• **Work to do**: Output only the lines from the one holding "Task: mark each instance of the sky with" to the end of the data below, please, copied exactly.

Recorded data:
┌────────

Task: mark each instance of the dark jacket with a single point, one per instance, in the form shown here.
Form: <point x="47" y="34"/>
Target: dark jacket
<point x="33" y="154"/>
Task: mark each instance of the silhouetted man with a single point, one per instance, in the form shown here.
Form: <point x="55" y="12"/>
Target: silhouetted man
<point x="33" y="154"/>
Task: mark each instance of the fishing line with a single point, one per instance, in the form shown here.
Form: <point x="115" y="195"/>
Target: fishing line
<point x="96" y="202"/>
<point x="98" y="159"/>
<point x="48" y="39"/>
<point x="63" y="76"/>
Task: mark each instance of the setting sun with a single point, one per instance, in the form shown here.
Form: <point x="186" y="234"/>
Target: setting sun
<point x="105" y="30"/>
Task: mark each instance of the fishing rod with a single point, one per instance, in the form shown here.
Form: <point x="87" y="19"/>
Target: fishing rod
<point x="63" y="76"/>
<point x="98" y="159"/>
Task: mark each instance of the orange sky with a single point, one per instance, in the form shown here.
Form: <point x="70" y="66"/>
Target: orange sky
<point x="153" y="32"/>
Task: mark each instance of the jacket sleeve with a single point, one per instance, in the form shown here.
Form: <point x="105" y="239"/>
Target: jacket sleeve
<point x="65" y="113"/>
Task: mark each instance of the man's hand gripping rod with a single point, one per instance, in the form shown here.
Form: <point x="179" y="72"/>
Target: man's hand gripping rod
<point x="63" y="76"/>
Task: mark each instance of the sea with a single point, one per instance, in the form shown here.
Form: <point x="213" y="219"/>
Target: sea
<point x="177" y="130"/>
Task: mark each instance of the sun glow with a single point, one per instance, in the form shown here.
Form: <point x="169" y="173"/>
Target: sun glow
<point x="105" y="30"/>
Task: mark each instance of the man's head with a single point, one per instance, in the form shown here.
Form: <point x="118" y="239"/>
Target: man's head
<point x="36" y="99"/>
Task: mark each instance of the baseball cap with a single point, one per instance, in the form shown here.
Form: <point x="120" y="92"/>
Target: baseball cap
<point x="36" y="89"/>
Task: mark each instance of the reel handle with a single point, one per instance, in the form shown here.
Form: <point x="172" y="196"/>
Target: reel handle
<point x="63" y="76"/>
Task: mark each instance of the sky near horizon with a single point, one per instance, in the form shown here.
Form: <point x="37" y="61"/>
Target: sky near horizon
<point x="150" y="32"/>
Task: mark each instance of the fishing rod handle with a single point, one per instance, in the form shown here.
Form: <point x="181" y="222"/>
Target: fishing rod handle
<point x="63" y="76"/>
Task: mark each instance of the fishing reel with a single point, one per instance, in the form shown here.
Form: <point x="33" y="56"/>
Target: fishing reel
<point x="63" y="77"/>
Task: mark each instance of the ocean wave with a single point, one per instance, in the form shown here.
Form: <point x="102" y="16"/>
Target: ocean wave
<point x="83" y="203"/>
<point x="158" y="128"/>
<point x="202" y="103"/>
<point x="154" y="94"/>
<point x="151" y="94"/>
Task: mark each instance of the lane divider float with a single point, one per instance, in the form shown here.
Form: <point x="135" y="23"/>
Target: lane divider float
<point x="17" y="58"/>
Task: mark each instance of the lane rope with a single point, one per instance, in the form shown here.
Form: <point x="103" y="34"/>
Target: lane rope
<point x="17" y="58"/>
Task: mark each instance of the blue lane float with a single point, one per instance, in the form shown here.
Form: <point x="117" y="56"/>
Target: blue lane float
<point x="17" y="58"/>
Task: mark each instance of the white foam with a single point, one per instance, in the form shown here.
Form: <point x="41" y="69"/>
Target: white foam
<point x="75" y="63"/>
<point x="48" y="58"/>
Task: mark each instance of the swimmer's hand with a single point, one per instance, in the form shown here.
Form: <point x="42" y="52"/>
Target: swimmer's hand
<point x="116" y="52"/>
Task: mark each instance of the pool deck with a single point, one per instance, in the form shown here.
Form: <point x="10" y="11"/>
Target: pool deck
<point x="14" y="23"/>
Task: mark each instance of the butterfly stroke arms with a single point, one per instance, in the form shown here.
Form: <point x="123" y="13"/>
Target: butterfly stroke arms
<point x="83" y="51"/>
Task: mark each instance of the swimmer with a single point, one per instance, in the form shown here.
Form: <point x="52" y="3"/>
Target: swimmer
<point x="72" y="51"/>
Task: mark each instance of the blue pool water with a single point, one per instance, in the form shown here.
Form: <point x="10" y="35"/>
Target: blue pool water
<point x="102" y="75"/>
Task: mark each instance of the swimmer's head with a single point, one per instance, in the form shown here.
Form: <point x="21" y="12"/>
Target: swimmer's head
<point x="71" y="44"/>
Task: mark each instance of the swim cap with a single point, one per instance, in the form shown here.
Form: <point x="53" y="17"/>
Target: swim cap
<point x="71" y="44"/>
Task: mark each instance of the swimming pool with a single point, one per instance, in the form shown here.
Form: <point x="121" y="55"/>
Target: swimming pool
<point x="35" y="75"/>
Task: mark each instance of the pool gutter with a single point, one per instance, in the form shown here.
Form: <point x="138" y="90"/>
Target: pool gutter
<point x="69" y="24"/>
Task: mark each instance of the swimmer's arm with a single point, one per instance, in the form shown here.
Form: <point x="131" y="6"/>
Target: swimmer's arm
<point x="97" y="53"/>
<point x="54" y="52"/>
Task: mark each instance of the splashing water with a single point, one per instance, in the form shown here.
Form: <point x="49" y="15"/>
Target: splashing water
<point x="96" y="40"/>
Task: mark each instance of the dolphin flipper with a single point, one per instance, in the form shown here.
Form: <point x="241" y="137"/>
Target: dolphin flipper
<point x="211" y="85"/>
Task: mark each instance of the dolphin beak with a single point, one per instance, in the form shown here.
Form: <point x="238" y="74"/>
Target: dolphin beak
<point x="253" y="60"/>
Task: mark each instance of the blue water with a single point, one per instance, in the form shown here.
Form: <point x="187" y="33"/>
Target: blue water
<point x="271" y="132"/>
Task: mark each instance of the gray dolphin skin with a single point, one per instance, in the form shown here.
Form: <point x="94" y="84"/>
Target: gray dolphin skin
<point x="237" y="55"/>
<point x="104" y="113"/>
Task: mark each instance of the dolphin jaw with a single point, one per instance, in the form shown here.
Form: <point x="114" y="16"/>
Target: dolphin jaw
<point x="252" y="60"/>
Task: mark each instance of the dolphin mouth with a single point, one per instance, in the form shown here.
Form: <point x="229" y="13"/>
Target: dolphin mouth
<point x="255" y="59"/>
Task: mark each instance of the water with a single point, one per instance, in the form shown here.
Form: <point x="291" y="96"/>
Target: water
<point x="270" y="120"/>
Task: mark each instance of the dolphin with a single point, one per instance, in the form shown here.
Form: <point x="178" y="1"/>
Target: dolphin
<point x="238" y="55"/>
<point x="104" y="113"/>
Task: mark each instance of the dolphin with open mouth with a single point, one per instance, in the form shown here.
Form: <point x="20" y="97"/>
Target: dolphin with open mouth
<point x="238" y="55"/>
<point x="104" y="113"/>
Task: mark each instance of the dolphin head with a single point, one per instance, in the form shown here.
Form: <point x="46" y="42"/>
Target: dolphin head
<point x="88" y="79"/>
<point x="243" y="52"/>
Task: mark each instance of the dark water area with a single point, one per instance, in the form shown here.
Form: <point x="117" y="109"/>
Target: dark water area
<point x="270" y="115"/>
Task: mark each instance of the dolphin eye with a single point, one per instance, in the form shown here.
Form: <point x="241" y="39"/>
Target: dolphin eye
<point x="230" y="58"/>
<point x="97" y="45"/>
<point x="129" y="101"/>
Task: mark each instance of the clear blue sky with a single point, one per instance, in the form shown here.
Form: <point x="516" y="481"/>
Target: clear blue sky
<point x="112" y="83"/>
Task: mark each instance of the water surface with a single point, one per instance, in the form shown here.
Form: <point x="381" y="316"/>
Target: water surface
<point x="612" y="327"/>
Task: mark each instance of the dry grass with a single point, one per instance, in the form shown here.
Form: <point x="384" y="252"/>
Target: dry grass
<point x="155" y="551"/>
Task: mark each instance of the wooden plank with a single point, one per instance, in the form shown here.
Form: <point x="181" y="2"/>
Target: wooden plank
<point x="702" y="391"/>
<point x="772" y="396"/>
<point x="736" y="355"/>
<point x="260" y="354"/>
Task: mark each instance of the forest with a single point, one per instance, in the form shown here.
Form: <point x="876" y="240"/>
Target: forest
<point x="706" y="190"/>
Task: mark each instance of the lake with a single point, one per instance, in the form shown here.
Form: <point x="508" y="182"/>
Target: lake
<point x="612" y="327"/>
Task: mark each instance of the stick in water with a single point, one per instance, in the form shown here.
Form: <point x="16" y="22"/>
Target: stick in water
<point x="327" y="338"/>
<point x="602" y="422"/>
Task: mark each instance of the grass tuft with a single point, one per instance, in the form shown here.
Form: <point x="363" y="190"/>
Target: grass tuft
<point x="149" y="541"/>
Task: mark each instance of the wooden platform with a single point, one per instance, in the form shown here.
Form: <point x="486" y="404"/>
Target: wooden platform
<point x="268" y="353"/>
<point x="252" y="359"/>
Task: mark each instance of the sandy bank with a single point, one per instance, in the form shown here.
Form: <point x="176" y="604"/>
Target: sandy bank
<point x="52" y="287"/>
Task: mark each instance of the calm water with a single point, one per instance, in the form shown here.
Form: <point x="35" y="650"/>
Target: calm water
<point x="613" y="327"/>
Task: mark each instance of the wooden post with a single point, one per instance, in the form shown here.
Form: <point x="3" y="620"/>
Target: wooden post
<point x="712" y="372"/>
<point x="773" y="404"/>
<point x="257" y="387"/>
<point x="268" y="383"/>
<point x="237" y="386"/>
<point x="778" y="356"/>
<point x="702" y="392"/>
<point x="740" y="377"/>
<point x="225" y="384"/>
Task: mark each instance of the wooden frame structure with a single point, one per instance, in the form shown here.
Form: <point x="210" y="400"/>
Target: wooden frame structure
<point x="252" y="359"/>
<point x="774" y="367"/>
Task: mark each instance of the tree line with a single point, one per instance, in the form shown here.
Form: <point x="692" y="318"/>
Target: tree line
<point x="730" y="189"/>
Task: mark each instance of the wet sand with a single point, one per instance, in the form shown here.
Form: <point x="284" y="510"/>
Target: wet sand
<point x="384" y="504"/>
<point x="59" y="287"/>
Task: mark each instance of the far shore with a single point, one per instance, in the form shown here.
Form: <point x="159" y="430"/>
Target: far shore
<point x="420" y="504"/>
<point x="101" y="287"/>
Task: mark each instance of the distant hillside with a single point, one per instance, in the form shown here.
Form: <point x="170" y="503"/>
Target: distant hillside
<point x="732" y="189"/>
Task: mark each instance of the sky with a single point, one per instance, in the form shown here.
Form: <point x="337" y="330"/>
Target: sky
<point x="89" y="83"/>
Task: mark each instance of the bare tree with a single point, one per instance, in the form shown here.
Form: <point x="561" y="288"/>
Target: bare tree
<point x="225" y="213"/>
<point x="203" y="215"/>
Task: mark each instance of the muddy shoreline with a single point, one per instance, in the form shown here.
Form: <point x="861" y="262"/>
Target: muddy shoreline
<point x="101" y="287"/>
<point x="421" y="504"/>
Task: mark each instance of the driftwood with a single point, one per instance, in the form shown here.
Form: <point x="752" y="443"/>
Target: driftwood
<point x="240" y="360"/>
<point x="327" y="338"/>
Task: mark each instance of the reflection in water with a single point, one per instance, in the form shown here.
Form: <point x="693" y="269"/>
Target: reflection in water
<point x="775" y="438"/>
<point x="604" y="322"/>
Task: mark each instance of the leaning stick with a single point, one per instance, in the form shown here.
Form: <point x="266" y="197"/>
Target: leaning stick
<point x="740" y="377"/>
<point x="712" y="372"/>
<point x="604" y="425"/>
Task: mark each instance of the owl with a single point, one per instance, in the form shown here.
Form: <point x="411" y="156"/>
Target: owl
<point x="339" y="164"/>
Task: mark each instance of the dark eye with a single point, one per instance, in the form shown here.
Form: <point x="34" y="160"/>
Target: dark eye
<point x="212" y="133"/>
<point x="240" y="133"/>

└────────

• **Solution**:
Task: mark each instance of the sky with a single point, one per instance, in the form shown here.
Form: <point x="337" y="330"/>
Target: sky
<point x="89" y="83"/>
Task: mark each instance of the bare tree with a single point, one per instance, in the form shown here.
Form: <point x="561" y="288"/>
Target: bare tree
<point x="225" y="213"/>
<point x="203" y="215"/>
Task: mark each instance of the muddy shoreline with a single point, one per instance, in the form shown here.
Form: <point x="861" y="262"/>
Target: muddy shoreline
<point x="101" y="287"/>
<point x="421" y="504"/>
Task: mark each instance of the driftwood with a single point, one per instance, in the form shown here.
Form: <point x="752" y="443"/>
Target: driftwood
<point x="240" y="360"/>
<point x="327" y="338"/>
Task: mark each instance of the reflection in water with a single point, one per instance, in the form shown here.
Form: <point x="693" y="269"/>
Target: reflection in water
<point x="775" y="438"/>
<point x="604" y="322"/>
Task: mark each instance of the leaning stick with a single point, one per instance, in the form shown here.
Form: <point x="266" y="197"/>
Target: leaning stick
<point x="740" y="377"/>
<point x="712" y="372"/>
<point x="604" y="425"/>
Task: mark each instance of the owl with a single point, one per instance, in the form shown here.
Form: <point x="411" y="156"/>
Target: owl
<point x="339" y="164"/>
Task: mark each instance of the dark eye with a single point, one per instance, in the form shown here.
Form: <point x="34" y="160"/>
Target: dark eye
<point x="212" y="133"/>
<point x="240" y="133"/>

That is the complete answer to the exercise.